## TASK DESCRIPTION
Reproduce, unchanged, the lines below from the one containing "Could you spot the soccer" through the last line.

## AVAILABLE DATA
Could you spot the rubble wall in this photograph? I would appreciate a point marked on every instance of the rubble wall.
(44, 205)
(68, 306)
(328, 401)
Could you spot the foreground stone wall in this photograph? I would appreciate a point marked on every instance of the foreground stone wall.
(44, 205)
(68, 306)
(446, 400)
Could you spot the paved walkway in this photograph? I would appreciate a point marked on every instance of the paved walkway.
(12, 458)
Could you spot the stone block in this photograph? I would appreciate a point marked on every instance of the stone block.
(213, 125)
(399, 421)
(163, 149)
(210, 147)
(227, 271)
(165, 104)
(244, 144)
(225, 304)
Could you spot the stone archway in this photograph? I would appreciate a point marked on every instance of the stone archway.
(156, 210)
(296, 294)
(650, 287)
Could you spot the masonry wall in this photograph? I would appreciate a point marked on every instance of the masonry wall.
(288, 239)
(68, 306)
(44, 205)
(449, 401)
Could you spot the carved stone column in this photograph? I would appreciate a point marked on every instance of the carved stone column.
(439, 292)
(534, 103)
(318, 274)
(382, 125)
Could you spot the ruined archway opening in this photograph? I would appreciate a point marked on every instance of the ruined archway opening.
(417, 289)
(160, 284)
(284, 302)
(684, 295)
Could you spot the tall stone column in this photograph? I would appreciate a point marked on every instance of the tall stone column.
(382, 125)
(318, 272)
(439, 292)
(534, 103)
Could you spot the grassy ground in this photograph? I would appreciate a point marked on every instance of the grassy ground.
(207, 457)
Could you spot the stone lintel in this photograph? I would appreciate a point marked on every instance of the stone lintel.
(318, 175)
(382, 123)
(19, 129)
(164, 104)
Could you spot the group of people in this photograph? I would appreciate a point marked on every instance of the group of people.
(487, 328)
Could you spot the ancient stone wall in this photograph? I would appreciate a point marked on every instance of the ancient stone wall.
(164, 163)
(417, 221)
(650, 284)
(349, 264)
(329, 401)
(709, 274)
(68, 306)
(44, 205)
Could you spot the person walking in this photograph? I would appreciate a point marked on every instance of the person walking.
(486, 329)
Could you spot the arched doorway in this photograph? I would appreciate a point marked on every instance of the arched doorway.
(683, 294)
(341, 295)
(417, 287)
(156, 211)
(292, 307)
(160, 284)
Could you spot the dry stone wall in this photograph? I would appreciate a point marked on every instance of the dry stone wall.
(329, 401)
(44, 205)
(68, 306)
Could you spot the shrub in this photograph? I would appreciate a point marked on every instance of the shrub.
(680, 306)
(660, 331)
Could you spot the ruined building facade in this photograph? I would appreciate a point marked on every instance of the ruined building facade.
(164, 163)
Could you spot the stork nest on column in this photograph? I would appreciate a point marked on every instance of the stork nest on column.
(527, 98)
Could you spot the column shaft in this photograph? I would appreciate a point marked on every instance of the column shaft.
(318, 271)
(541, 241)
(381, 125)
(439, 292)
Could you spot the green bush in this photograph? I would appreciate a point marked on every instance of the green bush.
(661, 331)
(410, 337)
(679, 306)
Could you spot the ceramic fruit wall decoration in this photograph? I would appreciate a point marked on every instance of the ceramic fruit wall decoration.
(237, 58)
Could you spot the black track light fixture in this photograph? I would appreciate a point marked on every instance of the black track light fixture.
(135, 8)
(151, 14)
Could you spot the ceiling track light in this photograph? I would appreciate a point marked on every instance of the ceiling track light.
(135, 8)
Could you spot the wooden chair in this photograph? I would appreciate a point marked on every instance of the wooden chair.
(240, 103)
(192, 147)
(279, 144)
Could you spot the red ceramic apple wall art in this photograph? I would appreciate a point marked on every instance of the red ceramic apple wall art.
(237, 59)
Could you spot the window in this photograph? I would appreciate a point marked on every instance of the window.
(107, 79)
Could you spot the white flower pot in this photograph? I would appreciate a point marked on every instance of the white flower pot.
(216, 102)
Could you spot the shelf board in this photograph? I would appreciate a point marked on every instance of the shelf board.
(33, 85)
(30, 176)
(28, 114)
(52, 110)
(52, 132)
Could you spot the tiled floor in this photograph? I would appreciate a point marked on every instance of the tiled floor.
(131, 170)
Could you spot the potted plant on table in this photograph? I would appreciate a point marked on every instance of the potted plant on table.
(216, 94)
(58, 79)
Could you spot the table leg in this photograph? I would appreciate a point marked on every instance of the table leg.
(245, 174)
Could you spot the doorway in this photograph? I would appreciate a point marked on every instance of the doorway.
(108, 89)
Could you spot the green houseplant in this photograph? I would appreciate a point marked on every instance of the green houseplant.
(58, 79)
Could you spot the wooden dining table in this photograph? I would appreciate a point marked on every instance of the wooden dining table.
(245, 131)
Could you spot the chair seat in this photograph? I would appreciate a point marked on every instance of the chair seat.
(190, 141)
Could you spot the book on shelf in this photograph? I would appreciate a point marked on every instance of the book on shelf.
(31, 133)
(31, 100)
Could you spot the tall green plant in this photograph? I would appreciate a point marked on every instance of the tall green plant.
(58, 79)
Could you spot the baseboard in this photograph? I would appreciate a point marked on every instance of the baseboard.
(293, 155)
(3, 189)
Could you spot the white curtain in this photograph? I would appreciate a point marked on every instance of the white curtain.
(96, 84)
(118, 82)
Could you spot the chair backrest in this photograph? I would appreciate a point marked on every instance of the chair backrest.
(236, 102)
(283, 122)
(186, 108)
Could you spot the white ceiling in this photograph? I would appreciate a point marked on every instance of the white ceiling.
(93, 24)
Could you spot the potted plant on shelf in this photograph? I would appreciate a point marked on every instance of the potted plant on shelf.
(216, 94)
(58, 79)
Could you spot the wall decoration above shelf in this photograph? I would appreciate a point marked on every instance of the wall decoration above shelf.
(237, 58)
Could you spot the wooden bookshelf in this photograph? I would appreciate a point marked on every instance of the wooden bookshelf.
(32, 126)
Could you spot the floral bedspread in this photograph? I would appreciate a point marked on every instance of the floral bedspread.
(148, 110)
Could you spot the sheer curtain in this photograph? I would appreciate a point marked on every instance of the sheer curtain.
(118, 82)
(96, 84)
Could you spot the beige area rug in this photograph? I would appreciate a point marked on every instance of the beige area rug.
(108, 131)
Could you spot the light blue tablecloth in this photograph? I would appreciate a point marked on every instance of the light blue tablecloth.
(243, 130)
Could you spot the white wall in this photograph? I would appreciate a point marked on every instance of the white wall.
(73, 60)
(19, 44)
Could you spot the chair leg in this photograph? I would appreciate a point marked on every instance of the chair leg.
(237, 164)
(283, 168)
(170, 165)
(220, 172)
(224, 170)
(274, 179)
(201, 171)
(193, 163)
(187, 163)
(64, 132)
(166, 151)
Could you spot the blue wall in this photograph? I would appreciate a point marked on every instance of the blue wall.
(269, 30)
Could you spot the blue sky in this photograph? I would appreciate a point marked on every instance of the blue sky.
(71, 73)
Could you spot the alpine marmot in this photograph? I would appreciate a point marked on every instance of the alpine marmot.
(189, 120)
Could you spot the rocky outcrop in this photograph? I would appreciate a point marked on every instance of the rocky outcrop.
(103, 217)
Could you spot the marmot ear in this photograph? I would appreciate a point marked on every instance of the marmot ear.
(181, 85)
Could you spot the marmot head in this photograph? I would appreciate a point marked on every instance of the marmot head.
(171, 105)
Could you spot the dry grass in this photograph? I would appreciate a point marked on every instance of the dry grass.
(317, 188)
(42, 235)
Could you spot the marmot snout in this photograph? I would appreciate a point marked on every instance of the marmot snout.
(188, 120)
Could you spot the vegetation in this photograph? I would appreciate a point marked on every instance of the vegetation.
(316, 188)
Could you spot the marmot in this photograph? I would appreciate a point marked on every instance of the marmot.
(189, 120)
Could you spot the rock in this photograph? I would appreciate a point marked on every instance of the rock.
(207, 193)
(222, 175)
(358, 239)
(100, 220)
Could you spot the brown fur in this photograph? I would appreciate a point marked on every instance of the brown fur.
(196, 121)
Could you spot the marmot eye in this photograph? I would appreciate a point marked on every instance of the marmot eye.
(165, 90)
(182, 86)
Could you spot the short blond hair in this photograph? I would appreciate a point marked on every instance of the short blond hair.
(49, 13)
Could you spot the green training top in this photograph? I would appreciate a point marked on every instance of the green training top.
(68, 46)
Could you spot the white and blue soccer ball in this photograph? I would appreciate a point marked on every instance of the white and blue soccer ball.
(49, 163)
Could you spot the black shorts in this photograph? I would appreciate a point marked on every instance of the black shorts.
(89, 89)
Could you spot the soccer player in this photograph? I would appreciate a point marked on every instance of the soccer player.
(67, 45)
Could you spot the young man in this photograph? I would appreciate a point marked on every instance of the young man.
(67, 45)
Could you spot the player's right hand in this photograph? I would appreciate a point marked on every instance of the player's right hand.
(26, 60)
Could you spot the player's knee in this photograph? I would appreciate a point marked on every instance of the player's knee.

## RESPONSE FOR THIS EXERCISE
Could you spot the soccer player in this photograph? I would appreciate a point marked on every instance of the soccer player.
(67, 45)
Could you spot the young man in this photograph? I would appreciate a point marked on every instance of the young man.
(67, 45)
Could you spot the player's right hand in this photograph? I would appreciate a point marked on every instance of the player's right hand.
(26, 60)
Could you spot the player's knee in this photograph? I would appreciate a point marked on every instance of the player's knee.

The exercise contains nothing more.